■ **Consigne**:
Prolongez l'article sur les pochettes d'ASTROWORLD de Travis Scott en reprenant après sa dernière phrase.

■ **Texte de la page**:
+++

Travis Scott : Les extraordinaires pochettes de ASTROWORLD (2018)


ASTROWORLD est le troisième album de Travis Scott. Sorti le 3 août 2018, il a contribué a faire découvrir l'univers énigmatique et quelque peu astronomique de l'artiste américain au monde entier. Cela a été rendu possible par la musique bien sûr, présente en qualité sur l'opus de Travis Scott, mais aussi grâce aux visuels forts mis en place par l'équipe de ce dernier. Penchons-nous donc sur l'univers et la forme d'ASTROWORLD à travers ses visuels. 

Pour cet album aux 17 titres, regroupant des styles plus que variés (trap, rap, banger, folk, etc,) et  cassant les frontières entre les genres musicaux, Travis Scott a choisi de réaliser deux pochettes différentes qui serviront de visuels pour ASTROWORLD.


POCHETTE OFFICIELLE
DE ASTROWORLD (2018)
POCHETTE SECONDAIRE
DE ASTROWORLD (2018)
















Tout d'abord, d'un point de vue contextuel, il faut savoir qu'ASTROWORLD a été créé en hommage à l'ancien parc d'attraction « Six Flags ASTROWORLD » à Houston, ville natale de Travis Scott, qui a fermé ses portes le 30 octobre 2005, laissant de nombreux amateurs de sensations fortes, comme notre rappeur, sur leur faim. Ce serait donc par nostalgie et pour rendre un hommage que le rappeur natif de Houston aurait choisi le nom d'ASTROWORLD pour titrer son album ?  

PARC SIX FLAGS ASTROWORLD - HOUSTON (TEXAS)

Oui, mais pas seulement...
En fait, on sait depuis ses débuts que Travis Scott a toujours été un esprit « planant » et décalé par rapport au monde qui l'entoure et qu'il s'est toujours créé son propre univers tant musical, que textuel et visuel. 
Ce nom correspond aussi totalement à l'univers que Travis a mis en place musicalement dans son œuvre. ASTROWORLD sonne aussi très « spatial » ou « cosmique » et plusieurs titres possèdent clairement ces attributs musicaux comme « STARGAZING » ou encore « SKELETONS », entre autres. 

Maintenant que le contexte est posé et que nous connaissons les raisons principales pour lesquelles il a intitulé l'album ASTROWORLD, voyons comment les pochettes incarnent l'univers artistique de cet opus.


Version 1 – La pochette officielle de l'album : diurne et candide 




C'est cette version qui a été retenue pour son aspect plus orthodoxe afin d'éviter toute polémique en matière de nudité, d'extravagance, etc. Il s'agit d'une photographie, prise par le fameux David Lachapelle, bien connu pour ses représentations d'univers plus fantasque les unes que les autres.

+++

Enregistrements de placement de points
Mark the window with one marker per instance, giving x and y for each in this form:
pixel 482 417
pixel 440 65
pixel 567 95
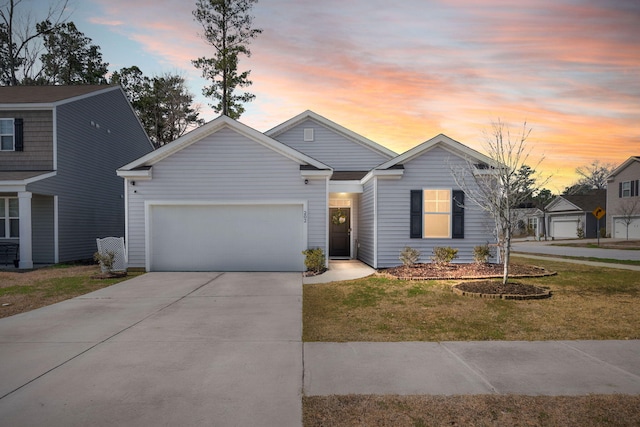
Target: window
pixel 6 135
pixel 9 218
pixel 629 189
pixel 437 213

+++

■ **Résultat obtenu**:
Sur ce visuel, c'est la gigantesque tête dorée gonflable à l'effigie de Travis qui attire d'abord l'attention (voir numéro 1). Elle prend beaucoup de place sur le visuel et nous laisse penser qu'il s'agit de l'entrée d'une attraction dans un parc à thème. Métaphoriquement, on comprend que Travis compare son œuvre à une attraction pour ses fans, amateurs de toutes sensations ! Pour l'anecdote, cette tête dorée énigmatique a aussi été montrée un peu partout dans Houston peu de temps avant la sortie d'ASTROWORLD pour « teaser » l'arrivée de sa création dans sa ville de cœur. Cette tête est donc l'élément principal de ce décor. Au premier plan, on remarque des enfants joyeux et sautillants, pop-corn et sodas à la main, comme dans un vrai parc d'attraction (2). Dans le fond, des enfants et des familles se dirigent à l'intérieur de la bouche de Travis comme s'ils s'apprêtaient à faire l'attraction « TRAVIS SCOTT » (3). Certains éléments attirent l'attention, comme les confettis, la fumée, les banderoles et le pop-corn pour l'univers festif (4), la fusée pour le côté stratosphérique et spatial de l'album (5) ; mais d'autres restent plus énigmatiques, comme la voiture désaffectée notamment (6). Le tout plongé dans des couleurs très vives et contrastées (avec un ciel bleu turquoise) donnent au visuel cet aspect joyeux, d'attractions et de sensations. Pour ce qui est des détails, le logo « Parental Advisory Explicit Content » (7) est bien entendu présent, comme sur la grande majorité des albums modernes « orientés rap », ici, en bas à droite du visuel. Enfin, le fait que cette photo soit prise de jour et que des enfants soient présents symbolise le caractère innocent et pur de ce parc d'attraction et de l'album. Cependant, nous allons voir ci-dessous que le second visuel, même s'il paraît foncièrement identique au visuel principal, va dénoter avec ce dernier et montrer l'ambivalence présente dans ce pseudo parc d'attraction représenté sur la pochette et donc dans l'album ASTROWORLD.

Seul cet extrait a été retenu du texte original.